**Prompt**
The full text of the records below, minus any pictures, should be given back word for word.

Photo-based referring expression data:
--- --- ---

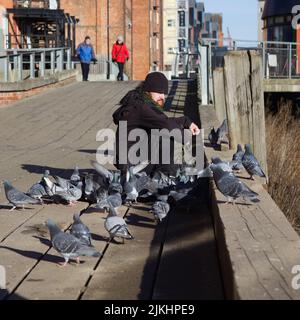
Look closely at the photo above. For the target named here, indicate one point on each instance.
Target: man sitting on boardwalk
(142, 109)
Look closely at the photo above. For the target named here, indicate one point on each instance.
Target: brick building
(138, 21)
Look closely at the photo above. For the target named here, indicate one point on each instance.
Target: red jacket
(120, 52)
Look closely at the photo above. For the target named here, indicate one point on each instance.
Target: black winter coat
(143, 114)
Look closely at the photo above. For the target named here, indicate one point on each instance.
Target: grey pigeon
(237, 158)
(130, 188)
(106, 176)
(223, 130)
(69, 193)
(116, 226)
(213, 137)
(16, 197)
(230, 186)
(90, 188)
(75, 177)
(160, 209)
(72, 194)
(219, 134)
(38, 190)
(68, 245)
(114, 200)
(251, 164)
(224, 165)
(81, 231)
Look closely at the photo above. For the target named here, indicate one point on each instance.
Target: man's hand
(194, 129)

--- --- ---

**Reply**
Look closely at the photo above. For the target named here, indicate one point on each instance.
Target: man sitting on boardwalk
(142, 109)
Look closely at the photo above. For the target named here, indicate one point on each instance.
Target: brick building
(138, 21)
Look closely at the photo above. For the target named here, indicate one point on each instance.
Target: red jacket
(120, 52)
Look closely at the photo above. For the target named here, indicate one point on each instance.
Target: black winter coat
(143, 114)
Look closely at the photo above. For the target named here, indicate one point on each instance.
Target: grey pigeon
(237, 158)
(130, 188)
(106, 176)
(223, 130)
(69, 193)
(116, 226)
(213, 137)
(16, 197)
(230, 186)
(90, 188)
(75, 177)
(160, 209)
(72, 194)
(219, 134)
(38, 190)
(68, 245)
(114, 200)
(251, 164)
(224, 165)
(81, 231)
Look closely at the photo above. For the target named here, indicate one point on each instance.
Target: man's hand
(194, 129)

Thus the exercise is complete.